- [The problem]: An exact reproduction of all entries is required.

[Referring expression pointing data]
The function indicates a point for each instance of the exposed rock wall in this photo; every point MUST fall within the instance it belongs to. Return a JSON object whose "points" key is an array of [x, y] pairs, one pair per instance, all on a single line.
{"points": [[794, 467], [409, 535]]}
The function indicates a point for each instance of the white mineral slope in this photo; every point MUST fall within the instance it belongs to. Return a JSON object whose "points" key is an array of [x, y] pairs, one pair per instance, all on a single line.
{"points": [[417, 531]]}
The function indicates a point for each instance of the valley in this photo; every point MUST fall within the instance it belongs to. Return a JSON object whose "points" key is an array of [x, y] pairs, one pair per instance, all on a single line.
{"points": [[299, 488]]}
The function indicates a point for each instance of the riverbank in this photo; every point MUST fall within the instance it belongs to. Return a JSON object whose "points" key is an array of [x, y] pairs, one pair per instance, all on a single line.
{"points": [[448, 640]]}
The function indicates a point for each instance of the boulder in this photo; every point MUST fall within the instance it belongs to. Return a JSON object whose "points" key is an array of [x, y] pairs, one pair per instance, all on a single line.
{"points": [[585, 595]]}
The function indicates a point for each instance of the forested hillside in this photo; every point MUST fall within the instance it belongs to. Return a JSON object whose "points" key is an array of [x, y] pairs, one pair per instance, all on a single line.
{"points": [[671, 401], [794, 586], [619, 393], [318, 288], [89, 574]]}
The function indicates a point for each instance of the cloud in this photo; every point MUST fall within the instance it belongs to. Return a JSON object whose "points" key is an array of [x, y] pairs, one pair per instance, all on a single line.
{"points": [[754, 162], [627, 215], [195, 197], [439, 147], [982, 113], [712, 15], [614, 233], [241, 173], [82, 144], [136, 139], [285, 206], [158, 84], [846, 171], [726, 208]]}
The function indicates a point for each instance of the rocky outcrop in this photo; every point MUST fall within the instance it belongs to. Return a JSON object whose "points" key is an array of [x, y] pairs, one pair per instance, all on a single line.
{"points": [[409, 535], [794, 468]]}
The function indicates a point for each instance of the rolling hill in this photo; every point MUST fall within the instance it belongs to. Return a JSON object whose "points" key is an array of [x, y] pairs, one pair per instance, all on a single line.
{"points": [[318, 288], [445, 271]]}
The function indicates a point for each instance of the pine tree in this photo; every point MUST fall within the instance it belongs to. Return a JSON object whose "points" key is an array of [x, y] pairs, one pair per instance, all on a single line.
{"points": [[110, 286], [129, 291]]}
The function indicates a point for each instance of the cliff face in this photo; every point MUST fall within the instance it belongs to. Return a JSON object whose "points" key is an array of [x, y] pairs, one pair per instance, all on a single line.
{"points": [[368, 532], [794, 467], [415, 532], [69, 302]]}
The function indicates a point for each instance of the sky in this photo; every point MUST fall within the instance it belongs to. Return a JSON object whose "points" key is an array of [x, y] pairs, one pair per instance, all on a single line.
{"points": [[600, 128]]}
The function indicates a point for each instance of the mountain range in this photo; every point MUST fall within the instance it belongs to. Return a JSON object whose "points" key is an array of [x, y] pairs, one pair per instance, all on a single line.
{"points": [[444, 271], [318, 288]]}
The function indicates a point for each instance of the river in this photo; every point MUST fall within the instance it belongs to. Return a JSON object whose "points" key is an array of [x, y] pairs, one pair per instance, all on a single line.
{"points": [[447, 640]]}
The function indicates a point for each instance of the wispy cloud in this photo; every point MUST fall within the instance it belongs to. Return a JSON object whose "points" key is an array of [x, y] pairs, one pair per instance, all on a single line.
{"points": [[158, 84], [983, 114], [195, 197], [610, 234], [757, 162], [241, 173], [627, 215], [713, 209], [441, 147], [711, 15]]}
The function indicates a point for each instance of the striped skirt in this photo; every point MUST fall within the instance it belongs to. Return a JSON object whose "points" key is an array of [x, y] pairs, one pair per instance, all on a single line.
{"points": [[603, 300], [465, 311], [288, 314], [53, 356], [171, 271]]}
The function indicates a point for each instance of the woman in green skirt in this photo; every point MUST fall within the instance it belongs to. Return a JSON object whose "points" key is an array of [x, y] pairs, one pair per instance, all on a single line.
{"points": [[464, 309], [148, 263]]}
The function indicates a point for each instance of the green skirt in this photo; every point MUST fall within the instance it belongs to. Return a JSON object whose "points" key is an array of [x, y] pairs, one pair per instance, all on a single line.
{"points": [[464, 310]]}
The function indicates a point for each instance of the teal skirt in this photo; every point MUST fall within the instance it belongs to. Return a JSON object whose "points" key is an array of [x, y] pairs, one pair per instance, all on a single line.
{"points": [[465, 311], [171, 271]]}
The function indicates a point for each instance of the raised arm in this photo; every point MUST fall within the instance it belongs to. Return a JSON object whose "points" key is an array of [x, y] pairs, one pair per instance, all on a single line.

- [Task solution]:
The function indicates a point for each instance of the exposed rock wall in this photo; every point MUST fall within the instance it belongs to. Return a JSON object whose "points" key is an array of [x, y] pairs, one pair per instance, all on a single line.
{"points": [[794, 467], [409, 535]]}
The function indicates a point for each instance of the white mineral slope in this photo; every point MUST fall within the instance it belongs to. Return a JSON object whose "points" key is an array of [x, y] pairs, one pair per instance, all on a single line.
{"points": [[417, 531]]}
The function indicates a point for each instance of the valley in this photo; every point MUST fall within the instance it belongs to. Return a JSON object whose "points" key is an array of [x, y] pairs, one pair per instance, all on a single line.
{"points": [[299, 488]]}
The function indicates a point for each instance of the riverbank in this photo; every point MUST fall within the instance it belongs to. Return a JSON object whose "points" key is an array of [x, y] pairs, one pair per instance, all on a single line.
{"points": [[448, 640]]}
The function indicates a point for each instance of the boulder in this photo; every point MUST fall within the instance it belongs to. Return a JSON object whose "points" key is an array of [x, y] pairs, one pair per instance, all on a single line.
{"points": [[585, 595]]}
The function indicates a point for each instance of the forested hillside in this photo; every point MUST fall within the instance it belongs to. Return a JSON object whose "points" key is an array of [x, y] pairs, one pair per instance, all on a single line.
{"points": [[671, 401], [794, 586], [619, 393], [318, 288], [89, 574]]}
The function indicates a point for each instance of the cloud in this photo; every point MUST fall within the instance it belongs to. Return a JSON object whose "points" key is an array of [x, y] pairs, one pair per instance, all on a single line.
{"points": [[754, 162], [627, 215], [195, 197], [439, 147], [982, 113], [712, 15], [614, 233], [241, 173], [82, 144], [136, 139], [285, 206], [158, 84], [846, 171], [726, 208]]}
The function indicates a point for each instance of the rocky outcrop in this photo; every point MUST fall within the instance it belongs to. Return a JSON object whose "points" key is an array of [x, y] pairs, one pair per instance, all on a single line.
{"points": [[409, 535], [794, 468]]}
The function indicates a point for each instance of the rolling hill in this photo; every point MUST fall within the instance it belongs to. Return a JSON object whose "points" key is an array of [x, y] pairs, one pair per instance, all on a single line.
{"points": [[318, 288], [445, 271]]}
The function indicates a point for each instance of the pine tree in this photo; every point MUST fall within the instance it belongs to. Return a JSON object whose "points" key is an array of [x, y] pairs, one pair per instance, all on a single line.
{"points": [[110, 286], [129, 291]]}
The function indicates a point for each instance of the cliff face in this photo; every point MUST fall within the instance it belongs to. Return a JSON object whose "points" key is an array of [x, y] pairs, one pair per instance, all on a single line.
{"points": [[368, 532], [794, 467], [415, 532], [69, 302]]}
The function indicates a point for each instance of the sky in this photo; every point MUST fall within the instance it belongs to. Return a JSON object whose "points" key is an array of [x, y] pairs, one pair per instance, all on a single line.
{"points": [[600, 128]]}
The function indicates a point for each instance of the mountain range in this photo; every point MUST fall within the instance it belongs to. Return a JSON object whose "points" key is an array of [x, y] pairs, one pair per instance, all on a single line.
{"points": [[444, 271], [318, 288]]}
The function indicates a point for each instance of the river in this photo; every point MUST fall within the instance it belongs to. Return a JSON object whose "points" key is an array of [x, y] pairs, one pair per instance, all on a single line.
{"points": [[447, 640]]}
The function indicates a point for each instance of the wispy cloud in this photo; every point MUST fall within the instance it belongs to. Return a JSON object whose "points" key is an array of [x, y] pairs, one pair per instance, all on a single line.
{"points": [[158, 84], [983, 114], [195, 197], [610, 234], [757, 162], [241, 173], [627, 215], [713, 209], [441, 147], [711, 15]]}
The function indicates a point for each instance of the striped skirt in this photo; every point MUST fall within the instance it belongs to. Return a JSON object whose "points" key is an array of [x, y] pairs, one pair per instance, all on a single line.
{"points": [[603, 300], [465, 311], [288, 314], [53, 356], [171, 271]]}
The function indicates a point for each instance of the woman in green skirt in this photo; every point MUST fall within the instance it belongs to. Return a JSON object whose "points" key is an array of [x, y] pairs, one pair per instance, all on a single line.
{"points": [[464, 309], [148, 263]]}
The function indicates a point for each instance of the green skirt in this photo; every point MUST fall within the instance it belongs to. Return a JSON object whose "points" key is an array of [x, y] pairs, one pair per instance, all on a single line.
{"points": [[464, 310]]}
The function indicates a point for each instance of the teal skirt in this photo; every point MUST fall within the instance it belongs to. Return a JSON object whose "points" key is an array of [x, y] pairs, one pair per instance, all on a single line.
{"points": [[465, 311], [171, 271]]}
The function indicates a point for each instance of the raised arm in this photo; every point MUST fall within the instance it belongs to. Return a JSON object whose "points" key is an array of [x, y] pairs, one pair per instance, all on a single line.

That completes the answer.